**OBJECTIVE**
Echo every item below line for line, keeping each character unchanged, and leave the pictures out of your answer.

**MATERIALS PROVIDED**
━━━━━━━━━━━━━━━━━━━━━━━━━━━━━━

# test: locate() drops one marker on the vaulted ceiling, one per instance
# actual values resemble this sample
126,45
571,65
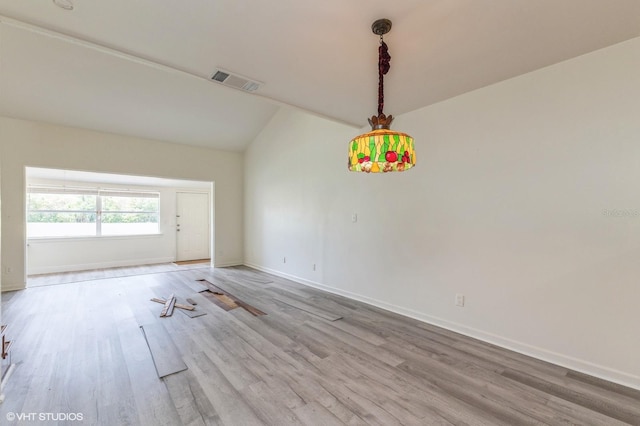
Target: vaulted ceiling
142,67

━━━━━━━━━━━━━━━━━━━━━━━━━━━━━━

**CORRECT RESPONSE**
# test: locate() drops one marker on the vaulted ceiling, one per instance
# actual values resemble this sample
126,45
571,65
Target: vaulted ceiling
142,67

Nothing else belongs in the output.